— Start of Text passage —

= Charles Schnee =

American screenwriter (1916–1962)

Charles Schnee (6 August 1916 Bridgeport, Connecticut – 29 November 1962 Beverly Hills, California) was an American screenwriter and film producer. He wrote the scripts for the Westerns Red River (1948) and The Furies (1950), the social melodrama They Live by Night (1949), and the cynical Hollywood saga The Bad and the Beautiful (1952), for which he won an Academy Award.

He worked primarily as a film producer and production executive during the mid-1950s (credits include Until They Sail), but he eventually turned his attention back to scriptwriting.

==Biography==
He was born in Bridgeport, Connecticut and graduated from Yale in 1936. He studied law for the next three years and practised law in Massachusetts. He was writing plays and a play Apology had a run in 1943 with Elissa Landi.

===Screenwriter===
Schnee came to Hollywood in 1945. He did some writing on From This Day Forward (1946) at RKO and was credited on Cross My Heart (1946) for Paramount. He sold Angel Face to Paramount for $25,000 and stayed at Paramount to write I Walk Alone (1947) for Hal B. Wallis which was a success and really helped establish him.

Schnee returned to RKO, then under head Dore Schary, and worked with director Nicholas Ray and producer John Houseman on They Live by Night (1948). Howard Hawks hired him to work on the script for Red River (1948), which became established as a classic.

He did some uncredited writing for Hal B. Wallis on The Accused (1949), and he wrote Easy Living (1949) at RKO.

===MGM===
Schary joined MGM and Schnee followed, working on Scene of the Crime (1949). He wrote Paid in Full (1950) for Wallis, then did Schary's personal production, The Next Voice You Hear... (1950) at MGM.

— End of Text passage —
— Start of Dataset rows —

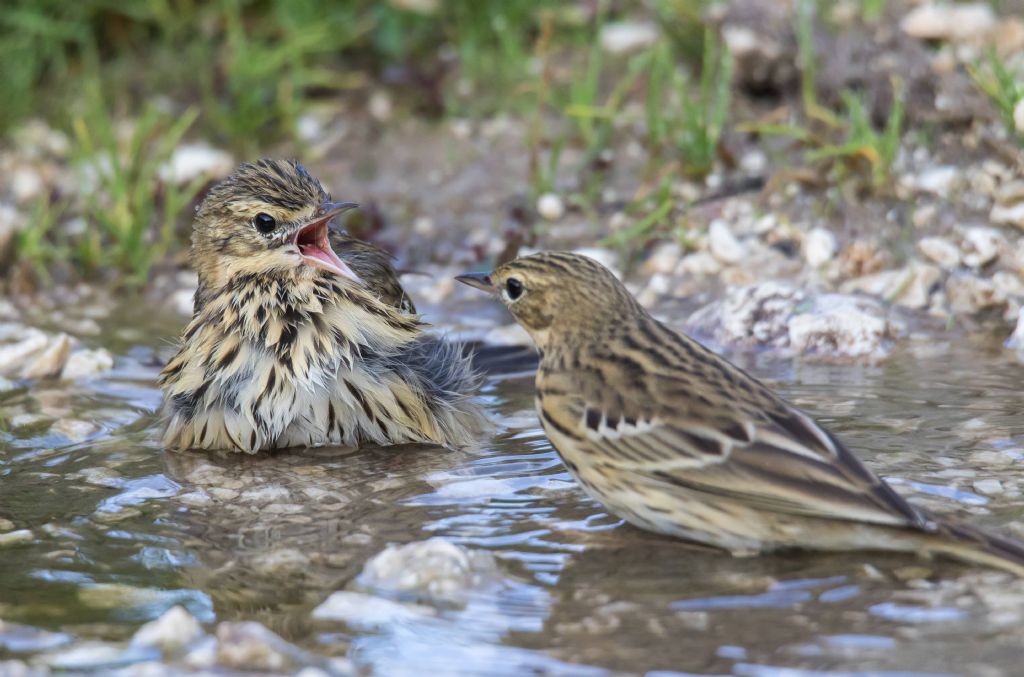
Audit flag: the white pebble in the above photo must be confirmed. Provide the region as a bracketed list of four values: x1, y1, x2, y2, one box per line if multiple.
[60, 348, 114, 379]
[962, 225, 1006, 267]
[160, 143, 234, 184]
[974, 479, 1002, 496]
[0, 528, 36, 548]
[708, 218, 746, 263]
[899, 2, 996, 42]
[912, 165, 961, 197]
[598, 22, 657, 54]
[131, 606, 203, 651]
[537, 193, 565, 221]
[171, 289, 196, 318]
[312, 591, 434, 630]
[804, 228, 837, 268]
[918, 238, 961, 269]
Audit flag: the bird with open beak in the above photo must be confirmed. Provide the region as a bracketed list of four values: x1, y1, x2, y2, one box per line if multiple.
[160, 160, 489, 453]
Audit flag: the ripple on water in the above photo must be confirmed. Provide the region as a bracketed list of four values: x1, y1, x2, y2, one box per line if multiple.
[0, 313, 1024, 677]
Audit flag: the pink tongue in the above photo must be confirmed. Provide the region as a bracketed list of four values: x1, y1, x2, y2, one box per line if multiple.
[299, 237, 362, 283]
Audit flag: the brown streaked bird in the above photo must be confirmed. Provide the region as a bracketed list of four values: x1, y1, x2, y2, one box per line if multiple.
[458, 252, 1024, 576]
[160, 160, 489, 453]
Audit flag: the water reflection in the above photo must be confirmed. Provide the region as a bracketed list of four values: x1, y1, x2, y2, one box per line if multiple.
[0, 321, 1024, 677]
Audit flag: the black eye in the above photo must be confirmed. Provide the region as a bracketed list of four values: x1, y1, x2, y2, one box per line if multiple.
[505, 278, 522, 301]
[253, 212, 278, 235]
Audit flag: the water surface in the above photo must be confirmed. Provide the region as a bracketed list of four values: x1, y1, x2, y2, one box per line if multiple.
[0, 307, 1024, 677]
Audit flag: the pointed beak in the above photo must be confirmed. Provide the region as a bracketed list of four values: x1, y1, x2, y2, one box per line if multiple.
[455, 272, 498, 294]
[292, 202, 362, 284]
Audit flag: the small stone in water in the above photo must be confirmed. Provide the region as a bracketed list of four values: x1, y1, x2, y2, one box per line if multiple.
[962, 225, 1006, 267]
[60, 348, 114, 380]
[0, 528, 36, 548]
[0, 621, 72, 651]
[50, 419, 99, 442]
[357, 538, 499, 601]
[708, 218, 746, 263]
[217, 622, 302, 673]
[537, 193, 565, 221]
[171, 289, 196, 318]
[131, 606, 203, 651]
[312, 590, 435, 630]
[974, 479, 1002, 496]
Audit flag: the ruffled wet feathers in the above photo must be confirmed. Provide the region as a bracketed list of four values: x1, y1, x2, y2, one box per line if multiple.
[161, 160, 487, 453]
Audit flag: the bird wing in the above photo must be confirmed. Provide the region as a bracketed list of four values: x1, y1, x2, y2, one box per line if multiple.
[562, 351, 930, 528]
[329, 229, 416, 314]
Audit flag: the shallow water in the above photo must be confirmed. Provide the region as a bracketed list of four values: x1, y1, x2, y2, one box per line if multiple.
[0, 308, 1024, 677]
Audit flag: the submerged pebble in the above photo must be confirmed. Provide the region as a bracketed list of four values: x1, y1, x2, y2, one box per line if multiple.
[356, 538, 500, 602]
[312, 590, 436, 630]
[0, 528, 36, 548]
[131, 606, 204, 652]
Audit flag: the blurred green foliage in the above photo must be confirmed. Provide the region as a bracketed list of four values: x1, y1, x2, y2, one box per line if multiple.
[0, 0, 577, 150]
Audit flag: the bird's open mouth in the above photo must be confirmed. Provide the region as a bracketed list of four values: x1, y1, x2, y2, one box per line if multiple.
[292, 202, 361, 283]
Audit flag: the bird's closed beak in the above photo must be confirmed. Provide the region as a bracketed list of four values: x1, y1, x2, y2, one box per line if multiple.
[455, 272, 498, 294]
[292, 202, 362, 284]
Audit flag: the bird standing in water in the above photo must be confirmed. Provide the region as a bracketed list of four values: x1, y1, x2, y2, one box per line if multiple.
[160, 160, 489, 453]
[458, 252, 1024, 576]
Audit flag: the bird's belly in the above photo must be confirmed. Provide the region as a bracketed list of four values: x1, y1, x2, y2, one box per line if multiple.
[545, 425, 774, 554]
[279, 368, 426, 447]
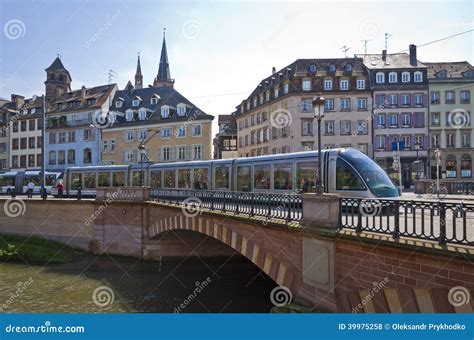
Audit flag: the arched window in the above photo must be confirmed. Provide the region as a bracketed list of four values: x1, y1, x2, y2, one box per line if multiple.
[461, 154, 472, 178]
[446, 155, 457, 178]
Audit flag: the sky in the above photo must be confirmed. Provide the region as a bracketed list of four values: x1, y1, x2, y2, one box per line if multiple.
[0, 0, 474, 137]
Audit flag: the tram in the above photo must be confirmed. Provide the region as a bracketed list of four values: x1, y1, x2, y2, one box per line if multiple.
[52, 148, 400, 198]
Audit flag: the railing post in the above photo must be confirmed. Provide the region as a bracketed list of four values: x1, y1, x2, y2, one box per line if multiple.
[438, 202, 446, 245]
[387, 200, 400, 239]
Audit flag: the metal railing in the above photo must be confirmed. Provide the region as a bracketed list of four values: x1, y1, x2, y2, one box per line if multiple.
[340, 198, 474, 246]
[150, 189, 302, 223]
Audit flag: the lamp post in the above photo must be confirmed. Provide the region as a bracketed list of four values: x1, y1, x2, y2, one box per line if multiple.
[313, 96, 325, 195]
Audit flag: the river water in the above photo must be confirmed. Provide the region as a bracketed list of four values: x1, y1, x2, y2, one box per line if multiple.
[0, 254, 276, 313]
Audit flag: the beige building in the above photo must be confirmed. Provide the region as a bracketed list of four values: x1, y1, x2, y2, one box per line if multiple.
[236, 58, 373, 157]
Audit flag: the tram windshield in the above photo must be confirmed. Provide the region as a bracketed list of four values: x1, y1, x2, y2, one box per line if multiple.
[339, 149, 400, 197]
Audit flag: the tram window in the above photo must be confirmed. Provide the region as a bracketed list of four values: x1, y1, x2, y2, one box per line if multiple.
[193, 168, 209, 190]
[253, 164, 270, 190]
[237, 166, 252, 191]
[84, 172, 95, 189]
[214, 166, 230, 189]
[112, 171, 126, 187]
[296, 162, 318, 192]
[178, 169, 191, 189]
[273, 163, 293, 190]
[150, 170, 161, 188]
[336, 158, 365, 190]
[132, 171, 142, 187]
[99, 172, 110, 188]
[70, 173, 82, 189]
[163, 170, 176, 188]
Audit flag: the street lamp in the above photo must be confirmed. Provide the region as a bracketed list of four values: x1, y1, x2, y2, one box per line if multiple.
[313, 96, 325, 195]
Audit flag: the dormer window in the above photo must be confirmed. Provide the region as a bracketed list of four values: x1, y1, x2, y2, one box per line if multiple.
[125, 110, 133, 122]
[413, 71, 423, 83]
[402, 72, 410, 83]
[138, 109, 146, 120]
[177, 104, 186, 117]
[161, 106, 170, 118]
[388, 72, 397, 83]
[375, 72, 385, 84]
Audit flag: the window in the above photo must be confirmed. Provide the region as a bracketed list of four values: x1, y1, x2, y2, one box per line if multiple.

— End of Dataset rows —

_What the task asks_
Using the Charles Schnee biography above, list every film the text says Schnee wrote for Hal B. Wallis.

_Solution_
I Walk Alone (1947)
The Accused (1949)
Paid in Full (1950)